- PROVIDED PASSAGE -
EXPERIMENT_NAME = "{}_stop_signs_demo".format(USERNAME)

# Path to dataset
data_path = "/nfs/data/Road-Sign-Detection-v2-balanced-div/"

# Import third-party Python packages
import numpy as np
import requests
from mlflow.tracking import MlflowClient

# Import utils.py file
import utils

# Create random number generator
rng = np.random.default_rng(54399264723942495723666216079516778448)

## Submit and run jobs

The entrypoints that we will be running in this example are implemented in the Python source files under `src/` and the `MLproject` file.
To run these entrypoints within Dioptra's architecture, we need to package those files up into an archive and submit it to the Dioptra RESTful API to create a new job.
For convenience, the `Makefile` provides a rule for creating the archive file for this example, just run `make workflows`,

In [None]:
%%bash

# Create the workflows.tar.gz file
make workflows

To connect with the endpoint, we will use a client class defined in the `utils.py` file that is able to connect with the Dioptra RESTful API using the HTTP protocol.
We connect using the client below, which uses the environment variable `DIOPTRA_RESTAPI_URI` to figure out how to connect to the Dioptra RESTful API,

In [None]:
restapi_client = utils.DioptraClient()

We need to register an experiment under which to collect our job runs.
The code below checks if the relevant experiment exists.
If it does, then it just returns info about the experiment, if it doesn't, it then registers the new experiment.

In [None]:
response_experiment = restapi_client.get_experiment_by_name(name=EXPERIMENT_NAME)

if response_experiment is None or "Not Found" in response_experiment.get("message", []):
    response_experiment = restapi_client.register_experiment(name=EXPERIMENT_NAME)

[Object position labeling entries]
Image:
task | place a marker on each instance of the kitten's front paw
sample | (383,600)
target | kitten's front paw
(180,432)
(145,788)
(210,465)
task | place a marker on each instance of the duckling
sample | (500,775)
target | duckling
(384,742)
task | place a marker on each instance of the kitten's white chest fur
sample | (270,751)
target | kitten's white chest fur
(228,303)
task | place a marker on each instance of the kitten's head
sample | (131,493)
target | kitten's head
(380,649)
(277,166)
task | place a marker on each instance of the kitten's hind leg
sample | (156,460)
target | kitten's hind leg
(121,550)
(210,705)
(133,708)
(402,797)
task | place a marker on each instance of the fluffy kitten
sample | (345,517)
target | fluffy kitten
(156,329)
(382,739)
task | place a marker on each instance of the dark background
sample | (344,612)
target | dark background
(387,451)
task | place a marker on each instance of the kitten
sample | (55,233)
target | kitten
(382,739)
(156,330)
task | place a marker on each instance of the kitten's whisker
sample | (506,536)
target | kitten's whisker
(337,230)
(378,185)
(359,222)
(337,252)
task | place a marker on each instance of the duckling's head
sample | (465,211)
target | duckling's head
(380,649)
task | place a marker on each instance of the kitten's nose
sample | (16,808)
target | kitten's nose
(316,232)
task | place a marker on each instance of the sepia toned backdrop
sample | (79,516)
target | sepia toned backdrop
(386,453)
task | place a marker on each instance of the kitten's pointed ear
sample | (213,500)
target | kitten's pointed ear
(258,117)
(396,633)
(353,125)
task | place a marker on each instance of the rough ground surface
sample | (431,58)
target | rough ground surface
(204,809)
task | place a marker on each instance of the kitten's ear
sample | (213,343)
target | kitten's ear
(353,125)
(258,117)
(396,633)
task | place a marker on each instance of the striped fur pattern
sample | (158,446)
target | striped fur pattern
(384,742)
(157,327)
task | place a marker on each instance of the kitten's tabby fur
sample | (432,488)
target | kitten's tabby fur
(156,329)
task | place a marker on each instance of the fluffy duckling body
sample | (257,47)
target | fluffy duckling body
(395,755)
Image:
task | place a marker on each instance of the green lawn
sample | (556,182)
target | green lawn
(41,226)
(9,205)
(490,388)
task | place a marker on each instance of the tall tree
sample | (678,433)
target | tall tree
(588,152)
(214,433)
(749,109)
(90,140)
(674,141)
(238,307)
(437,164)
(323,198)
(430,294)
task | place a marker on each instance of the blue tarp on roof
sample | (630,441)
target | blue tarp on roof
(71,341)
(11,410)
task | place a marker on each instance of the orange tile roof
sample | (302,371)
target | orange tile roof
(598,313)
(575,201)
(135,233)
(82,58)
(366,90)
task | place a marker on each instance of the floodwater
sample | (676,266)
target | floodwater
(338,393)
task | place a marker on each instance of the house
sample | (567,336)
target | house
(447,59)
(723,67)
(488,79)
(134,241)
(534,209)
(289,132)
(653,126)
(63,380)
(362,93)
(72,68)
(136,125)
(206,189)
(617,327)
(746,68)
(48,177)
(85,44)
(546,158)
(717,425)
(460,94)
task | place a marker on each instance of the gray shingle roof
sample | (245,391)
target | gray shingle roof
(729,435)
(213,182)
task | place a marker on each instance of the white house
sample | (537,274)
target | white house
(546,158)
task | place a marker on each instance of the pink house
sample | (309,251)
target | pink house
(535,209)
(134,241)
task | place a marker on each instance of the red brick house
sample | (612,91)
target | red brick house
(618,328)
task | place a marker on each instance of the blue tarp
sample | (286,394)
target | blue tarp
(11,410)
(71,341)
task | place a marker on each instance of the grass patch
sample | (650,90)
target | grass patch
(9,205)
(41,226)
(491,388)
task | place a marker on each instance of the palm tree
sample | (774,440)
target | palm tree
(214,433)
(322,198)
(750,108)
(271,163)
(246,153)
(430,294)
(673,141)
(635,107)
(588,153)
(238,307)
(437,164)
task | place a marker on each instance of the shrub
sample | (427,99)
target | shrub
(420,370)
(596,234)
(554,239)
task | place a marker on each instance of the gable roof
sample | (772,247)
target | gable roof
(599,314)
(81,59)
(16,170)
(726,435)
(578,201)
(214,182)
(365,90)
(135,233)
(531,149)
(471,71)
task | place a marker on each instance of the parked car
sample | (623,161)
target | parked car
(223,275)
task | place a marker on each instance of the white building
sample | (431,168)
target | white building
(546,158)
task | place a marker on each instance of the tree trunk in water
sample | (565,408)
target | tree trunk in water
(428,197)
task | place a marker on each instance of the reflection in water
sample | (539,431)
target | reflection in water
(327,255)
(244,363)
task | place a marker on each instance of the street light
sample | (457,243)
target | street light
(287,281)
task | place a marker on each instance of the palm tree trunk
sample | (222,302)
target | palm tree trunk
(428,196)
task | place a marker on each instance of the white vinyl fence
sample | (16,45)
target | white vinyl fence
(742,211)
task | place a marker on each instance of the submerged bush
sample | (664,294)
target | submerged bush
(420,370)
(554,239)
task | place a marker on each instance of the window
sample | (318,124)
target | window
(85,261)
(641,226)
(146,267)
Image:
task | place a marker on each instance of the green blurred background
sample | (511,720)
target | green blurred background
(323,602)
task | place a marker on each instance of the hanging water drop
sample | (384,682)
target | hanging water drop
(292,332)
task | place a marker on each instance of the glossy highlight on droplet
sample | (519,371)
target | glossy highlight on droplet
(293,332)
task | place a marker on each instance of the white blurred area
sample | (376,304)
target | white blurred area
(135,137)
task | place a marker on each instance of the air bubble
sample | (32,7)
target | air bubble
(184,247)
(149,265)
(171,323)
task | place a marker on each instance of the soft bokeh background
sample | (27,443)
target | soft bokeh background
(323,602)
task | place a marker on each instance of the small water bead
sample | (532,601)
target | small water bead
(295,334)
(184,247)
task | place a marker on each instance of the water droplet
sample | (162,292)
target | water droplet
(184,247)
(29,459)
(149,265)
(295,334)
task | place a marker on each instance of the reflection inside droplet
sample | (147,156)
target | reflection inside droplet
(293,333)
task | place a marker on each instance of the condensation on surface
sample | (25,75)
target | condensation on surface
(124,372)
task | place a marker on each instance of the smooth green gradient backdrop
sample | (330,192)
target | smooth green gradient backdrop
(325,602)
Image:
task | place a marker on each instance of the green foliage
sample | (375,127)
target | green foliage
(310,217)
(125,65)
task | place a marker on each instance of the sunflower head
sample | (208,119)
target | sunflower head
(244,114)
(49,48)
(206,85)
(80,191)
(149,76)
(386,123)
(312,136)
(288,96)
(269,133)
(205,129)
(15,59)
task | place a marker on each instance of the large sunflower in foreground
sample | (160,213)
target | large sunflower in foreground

- INSTRUCTION 1 -
Set down the Dioptra notebook text word for word, everything from "## Submit and" down to "create a new job.".
- INSTRUCTION 2 -
Resume the Dioptra notebook text from the point where it ends.

- WRITTEN RESPONSE 1 -
## Submit and run jobs

The entrypoints that we will be running in this example are implemented in the Python source files under `src/` and the `MLproject` file.
To run these entrypoints within Dioptra's architecture, we need to package those files up into an archive and submit it to the Dioptra RESTful API to create a new job.

- WRITTEN RESPONSE 2 -
response_experiment

We should also check which queues are available for running our jobs to make sure that the resources that we need are available.
The code below queries the Lab API and returns a list of active queues.

In [None]:
restapi_client.list_queues()

This example also makes use of the `pytorch_d2` custom task plugin package stored locally under the `task-plugins/dioptra_custom/pytorch_d2` directory.
To register these custom task plugins, we first need to package them up into an archive.
For convenience, the `Makefile` provides a rule for creating the custom task plugins archive file, just run `make custom-plugins`,

In [None]:
%%bash

# Create the workflows.tar.gz file
make custom-plugins

Now that the `pytorch_d2` custom task plugin package is packaged into an archive file, next we register it by uploading the file to the REST API.
Note that we need to provide the name to use for custom task plugin package, this name must be unique under the custom task plugins namespace.
For a full list of the custom task plugins, use `restapi_client.restapi_client.list_custom_task_plugins()`.

In [None]:
response_custom_plugins = restapi_client.get_custom_task_plugin(name="pytorch_d2")

if response_custom_plugins is None or "Not Found" in response_custom_plugins.get("message", []):
    response_custom_plugins = restapi_client.upload_custom_plugin_package(
        custom_plugin_name="pytorch_d2",
        custom_plugin_file=CUSTOM_PLUGINS_PYTORCH_D2_TAR_GZ,
    )

response_custom_plugins

If at any point you need to update one or more files within the `pytorch_d2` plugin package, you will need to unregister/delete the custom task plugin first using the REST API.
This can be done as follows,

In [None]:

# Delete the 'pytorch_d2' custom task plugin package
#restapi_client.delete_custom_task_plugin(name="pytorch_d2")


After you have deleted the task plugin from Dioptra, re-run the `make custom-plugins` code block to update the package archive, then upload the updated plugin by re-running the `restapi_client.upload_custom_plugin_packge` block.

Next, we need to train our model.
We will be using the V100 GPUs that are available on the DGX Workstation, which we can use by submitting our job to the `"tensorflow_gpu"` queue.
We will train  two ResNet models on the dataset, one will be trained on regular data while the other is trained on poisoned data.

In [None]:
# "COCO-InstanceSegmentation/mask_rcnn_R_50_FPN_3x.yaml"
# "COCO-Detection/faster_rcnn_R_50_FPN_3x.yaml"
model_base = "COCO-Detection/retinanet_R_50_FPN_3x.yaml"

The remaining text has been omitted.